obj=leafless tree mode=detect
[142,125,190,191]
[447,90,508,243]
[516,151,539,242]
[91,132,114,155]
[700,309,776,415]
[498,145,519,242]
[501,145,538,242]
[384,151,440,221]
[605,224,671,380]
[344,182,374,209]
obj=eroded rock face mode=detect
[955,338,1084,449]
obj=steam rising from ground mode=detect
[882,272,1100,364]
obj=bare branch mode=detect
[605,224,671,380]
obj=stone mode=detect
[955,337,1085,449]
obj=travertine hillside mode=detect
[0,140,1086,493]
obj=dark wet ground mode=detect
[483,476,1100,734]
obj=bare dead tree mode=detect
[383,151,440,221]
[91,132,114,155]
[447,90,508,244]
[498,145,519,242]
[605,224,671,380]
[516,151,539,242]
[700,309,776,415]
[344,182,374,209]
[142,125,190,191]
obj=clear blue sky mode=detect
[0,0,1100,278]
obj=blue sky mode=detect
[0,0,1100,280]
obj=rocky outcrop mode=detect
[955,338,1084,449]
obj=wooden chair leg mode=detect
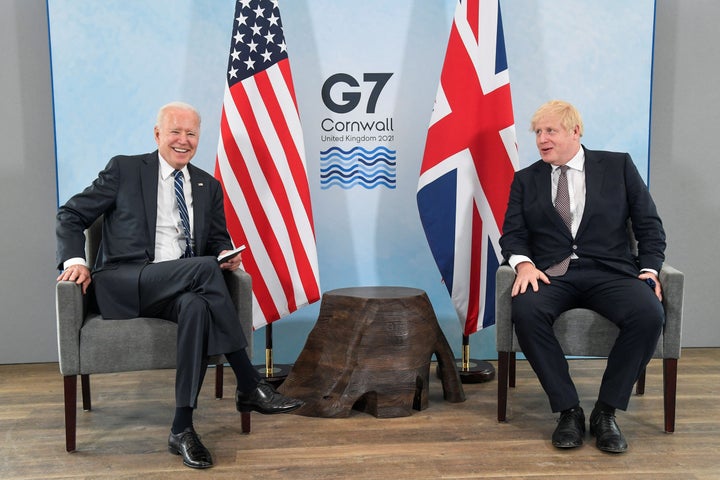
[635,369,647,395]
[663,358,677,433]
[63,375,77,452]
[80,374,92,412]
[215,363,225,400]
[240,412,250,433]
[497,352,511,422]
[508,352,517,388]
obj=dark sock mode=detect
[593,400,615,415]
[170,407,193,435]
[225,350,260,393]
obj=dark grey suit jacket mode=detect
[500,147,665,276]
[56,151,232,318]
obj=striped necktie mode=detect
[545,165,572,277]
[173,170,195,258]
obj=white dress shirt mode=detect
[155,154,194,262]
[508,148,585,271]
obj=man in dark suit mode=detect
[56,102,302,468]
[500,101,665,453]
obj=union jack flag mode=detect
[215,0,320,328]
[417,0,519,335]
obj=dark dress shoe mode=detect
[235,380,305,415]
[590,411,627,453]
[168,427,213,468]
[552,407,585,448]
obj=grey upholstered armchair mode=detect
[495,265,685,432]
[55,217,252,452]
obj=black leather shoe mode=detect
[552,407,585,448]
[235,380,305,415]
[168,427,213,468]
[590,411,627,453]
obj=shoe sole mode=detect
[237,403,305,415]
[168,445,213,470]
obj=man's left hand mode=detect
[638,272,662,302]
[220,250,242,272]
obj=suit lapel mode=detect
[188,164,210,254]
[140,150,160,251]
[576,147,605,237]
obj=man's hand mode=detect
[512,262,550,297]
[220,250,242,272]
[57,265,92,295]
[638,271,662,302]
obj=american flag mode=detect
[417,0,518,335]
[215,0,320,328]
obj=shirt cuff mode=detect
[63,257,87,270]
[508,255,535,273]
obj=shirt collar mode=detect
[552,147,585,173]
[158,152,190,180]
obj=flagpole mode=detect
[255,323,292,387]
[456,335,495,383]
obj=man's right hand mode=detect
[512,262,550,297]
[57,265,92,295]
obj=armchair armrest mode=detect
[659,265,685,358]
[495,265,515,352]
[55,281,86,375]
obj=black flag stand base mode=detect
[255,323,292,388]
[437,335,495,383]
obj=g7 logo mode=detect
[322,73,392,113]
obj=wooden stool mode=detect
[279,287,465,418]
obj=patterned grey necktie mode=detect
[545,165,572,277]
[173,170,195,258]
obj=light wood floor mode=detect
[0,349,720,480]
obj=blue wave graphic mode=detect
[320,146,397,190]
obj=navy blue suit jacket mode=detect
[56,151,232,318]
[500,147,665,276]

==

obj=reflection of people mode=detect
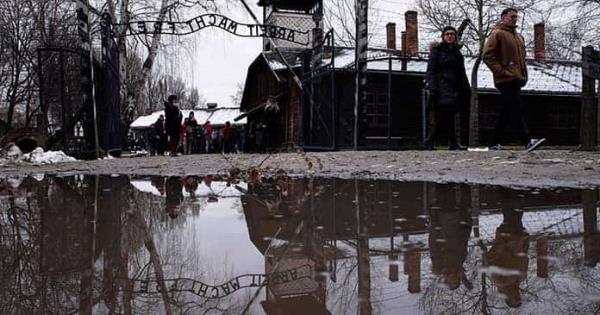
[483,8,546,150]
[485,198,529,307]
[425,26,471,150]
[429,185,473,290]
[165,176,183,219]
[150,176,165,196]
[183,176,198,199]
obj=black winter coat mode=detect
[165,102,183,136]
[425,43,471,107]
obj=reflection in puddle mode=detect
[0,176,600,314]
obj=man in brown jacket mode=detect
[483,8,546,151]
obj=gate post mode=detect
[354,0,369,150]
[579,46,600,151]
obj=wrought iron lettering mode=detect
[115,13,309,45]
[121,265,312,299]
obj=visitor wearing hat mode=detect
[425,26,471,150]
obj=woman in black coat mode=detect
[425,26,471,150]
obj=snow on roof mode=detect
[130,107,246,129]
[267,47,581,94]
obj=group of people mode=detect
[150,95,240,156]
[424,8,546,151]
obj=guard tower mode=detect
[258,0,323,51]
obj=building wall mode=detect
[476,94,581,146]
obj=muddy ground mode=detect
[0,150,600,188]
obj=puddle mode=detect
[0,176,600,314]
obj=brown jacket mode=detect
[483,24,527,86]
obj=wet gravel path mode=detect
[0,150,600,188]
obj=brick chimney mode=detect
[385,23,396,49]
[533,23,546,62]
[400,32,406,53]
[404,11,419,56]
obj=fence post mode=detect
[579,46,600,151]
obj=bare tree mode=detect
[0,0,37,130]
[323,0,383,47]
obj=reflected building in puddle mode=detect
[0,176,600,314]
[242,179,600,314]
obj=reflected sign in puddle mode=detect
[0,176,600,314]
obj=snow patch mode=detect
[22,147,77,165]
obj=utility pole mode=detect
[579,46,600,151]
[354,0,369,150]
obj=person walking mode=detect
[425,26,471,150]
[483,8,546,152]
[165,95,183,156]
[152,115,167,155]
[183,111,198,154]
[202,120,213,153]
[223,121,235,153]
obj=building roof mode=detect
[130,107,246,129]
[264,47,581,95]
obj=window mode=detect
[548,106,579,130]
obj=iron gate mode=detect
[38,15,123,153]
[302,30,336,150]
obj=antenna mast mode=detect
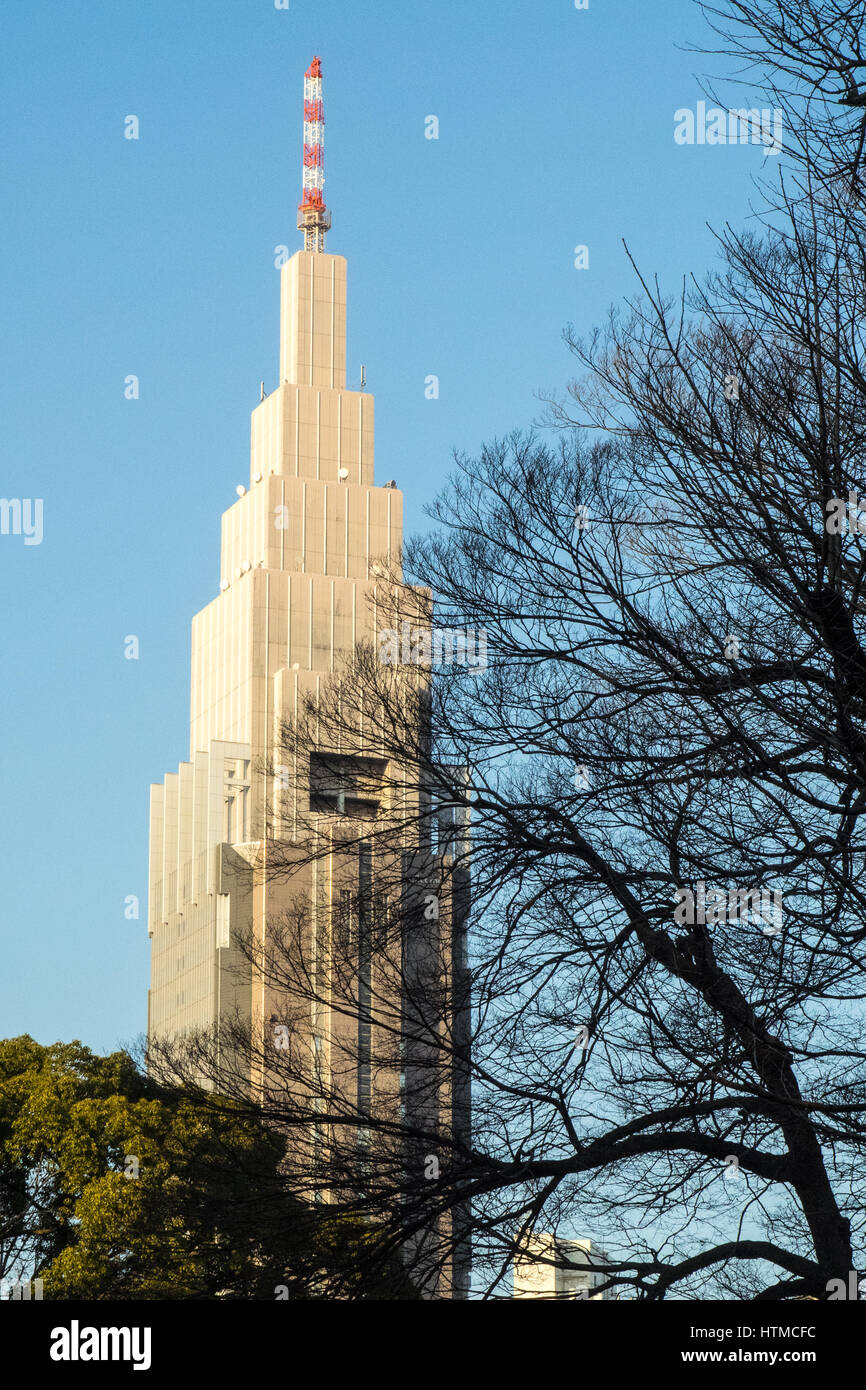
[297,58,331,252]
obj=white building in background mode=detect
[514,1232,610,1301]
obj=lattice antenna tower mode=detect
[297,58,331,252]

---

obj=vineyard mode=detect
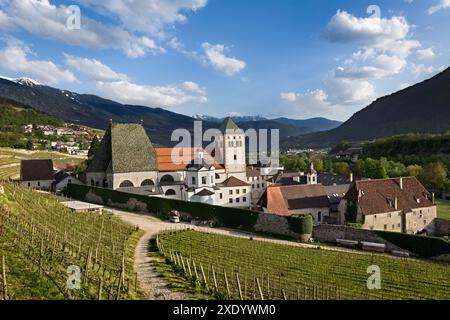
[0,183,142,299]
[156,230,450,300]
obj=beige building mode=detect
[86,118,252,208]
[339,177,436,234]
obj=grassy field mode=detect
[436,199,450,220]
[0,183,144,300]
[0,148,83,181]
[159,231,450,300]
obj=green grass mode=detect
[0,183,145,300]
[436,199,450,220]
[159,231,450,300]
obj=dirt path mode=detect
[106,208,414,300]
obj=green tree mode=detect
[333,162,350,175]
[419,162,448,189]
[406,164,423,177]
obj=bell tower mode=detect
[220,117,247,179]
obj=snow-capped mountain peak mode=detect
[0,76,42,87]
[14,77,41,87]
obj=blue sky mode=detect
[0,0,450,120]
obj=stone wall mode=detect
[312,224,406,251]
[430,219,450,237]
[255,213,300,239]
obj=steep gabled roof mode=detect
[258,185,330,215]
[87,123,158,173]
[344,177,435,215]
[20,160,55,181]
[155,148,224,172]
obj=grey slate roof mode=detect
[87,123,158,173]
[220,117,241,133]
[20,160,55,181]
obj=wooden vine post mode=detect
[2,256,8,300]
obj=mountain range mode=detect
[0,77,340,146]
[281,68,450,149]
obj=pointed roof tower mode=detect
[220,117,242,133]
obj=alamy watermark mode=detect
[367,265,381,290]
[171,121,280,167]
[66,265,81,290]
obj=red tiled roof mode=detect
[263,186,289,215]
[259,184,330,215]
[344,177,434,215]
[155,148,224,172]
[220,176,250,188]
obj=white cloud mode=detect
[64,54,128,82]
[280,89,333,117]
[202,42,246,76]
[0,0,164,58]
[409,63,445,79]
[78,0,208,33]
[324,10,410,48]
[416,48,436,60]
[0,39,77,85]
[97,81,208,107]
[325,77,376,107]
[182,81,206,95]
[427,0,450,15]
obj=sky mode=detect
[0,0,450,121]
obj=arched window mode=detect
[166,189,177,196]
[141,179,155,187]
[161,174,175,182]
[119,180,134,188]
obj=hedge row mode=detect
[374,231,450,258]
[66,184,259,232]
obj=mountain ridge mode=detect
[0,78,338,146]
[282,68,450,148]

*Required task*
Write out verbatim the entries starting with the line containing "obj=eroded rock face mode=detect" and going on through the line containing "[0,0,1100,280]", including both of those lines.

*Written solution*
obj=eroded rock face mode=detect
[955,338,1084,449]
obj=steam rising from ground mode=detect
[882,272,1100,364]
obj=bare branch mode=detect
[605,224,671,380]
obj=stone mode=detect
[955,337,1085,449]
obj=travertine hillside mode=detect
[0,140,1086,493]
obj=dark wet ground mode=detect
[483,476,1100,734]
obj=bare dead tree mode=detect
[383,151,440,221]
[91,132,114,155]
[447,90,508,244]
[498,145,519,242]
[605,224,671,380]
[516,151,539,242]
[700,309,776,415]
[344,182,374,209]
[142,125,190,191]
obj=clear blue sky mode=detect
[0,0,1100,278]
obj=blue sky mode=detect
[0,0,1100,280]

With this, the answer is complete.